TEXTO FORNECIDO
-----
Gibran Jordão*, do Rio de Janeiro (RJ)
A morte de Marielle gerou comoção nacional e internacional e foi o acontecimento mais comentado nas redes sociais nos últimos anos, superando o impeachment.
Os grandes jornais do Brasil e do mundo registraram notas e muitos estamparam reportagem de capa. Líderes partidários dentro e fora do País publicaram declarações de solidariedade à Marielle, incluindo um coronel da Polícia Militar do Rio, o ministro Raul Jungmann e até o ilegítimo presidente da República. Todos os pré-candidatos à Presidência da República comentaram o caso, prestando solidariedade a família da vereadora, a não ser o deputado federal Jair Bolsonaro.
Por que logo a família que mais pauta o tema da segurança pública em seus discursos, simplesmente não tem nada a declarar sobre o caso? O deputado estadual Flavio Bolsonaro (PSC) chegou a publicar uma mensagem de condolências à família de Marielle, mas rapidamente apagou, fato estranho que chegou a ser noticiado pela imprensa.
A execução de Marielle foi um duro ataque a todo o povo negro, em especial as mulheres negras, da favela e das periferias desse Ppaís que se sentiam representad@s e tinham orgulho do mandato da vereadora do PSOL. Como foi também um duro golpe em toda a militância da esquerda socialista, principalmente os mais jovens, que nunca tinham visto uma execução tão covarde e de tamanha repercussão contra uma figura pública da esquerda desde a época do assassinato de Chico Mendes. Grandes manifestações aconteceram e outras vão acontecer, exigindo respostas das investigações, tod@s querem saber o que de fato motivou o crime e quem são os responsáveis por essa barbaridade.
Carro clonado, munição desviada da Polícia Federal, profissionalismo na execução dos disparos, planejamento antecipado. Foram muitos disparos, todos endereçados a Marielle numa emboscada onde nada foi roubado. O único objetivo era mandar o recado. Há suspeitas de que a execução tenha sido elaborada por milicianos que possuem relações com organizações criminosas e ao mesmo tempo com a banda podre da polícia.
-----
DADOS ARMAZENADOS
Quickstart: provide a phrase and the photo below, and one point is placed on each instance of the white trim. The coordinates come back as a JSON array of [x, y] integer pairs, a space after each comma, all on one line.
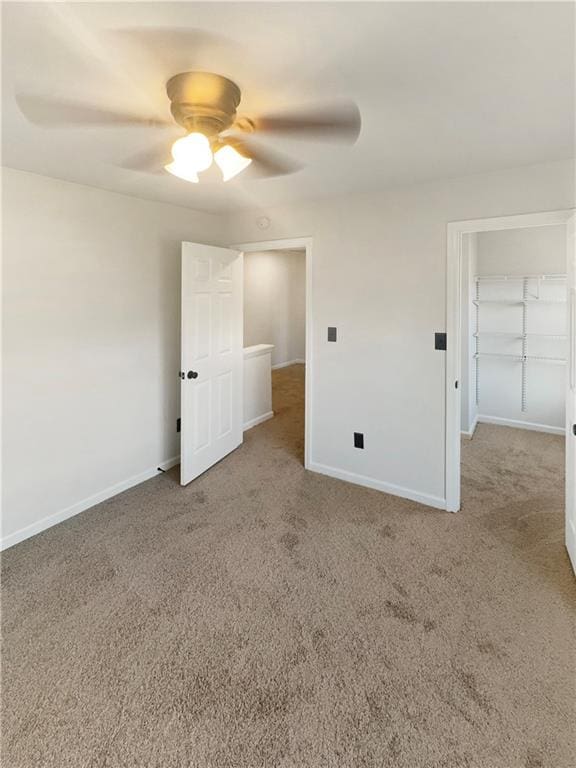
-----
O QUE FAZER
Retome o texto sobre a morte de Marielle logo após a última frase apresentada e dê continuidade a ele.

RESPOSTA
Crise social, crescimento das milícias e intervenção militar
O processo de decomposição social da sociedade carioca é estarrecedor e angustiante por não ter uma solução mágica e rápida. A crise econômica mundial, que derrubou o preço do petróleo desmantelando toda a cadeia produtiva associada a Petrobrás, foi um dos elementos que ajudou a quebrar financeiramente o Estado do Rio de Janeiro. Somado a isso a corrupção, isenções e as más gestões dos governos do PMDB também contribuíram para mergulhar a cidade e o estado em uma crise alarmante. Funcionários públicos sem salários, serviços públicos semiparalisados, incluindo a própria segurança pública, milhares de desempregados pelas ruas e explosão da violência urbana. O estado de ação social frágil abre flancos para o avanço do crime organizado, é nesse meio de cultura que as milícias ganham mais terreno, controlando comunidades, recrutando civis e militares, organizando negócios como distribuição de agua, gás, venda de lotes, organizando roubo de cargas… Disputando militarmente espaço com o tráfico, e em outros momentos substituindo o mesmo.
Temer ao não ter sucesso em aprovar a reforma da Previdência, gira todas suas baterias para a intervenção militar no Rio de Janeiro, com possibilidade de expandir para outros estados. Cria o Ministério da Segurança Pública e anuncia investimentos nessa área. Tenta responder com medidas autoritárias ao sentimento de medo presente na população e ao mesmo tempo responde também a demanda de frações da burguesia insatisfeitas com as ações do crime organizado e das milícias. Não é à toa que a Firjan foi a primeira a publicar seu apoio a intervenção.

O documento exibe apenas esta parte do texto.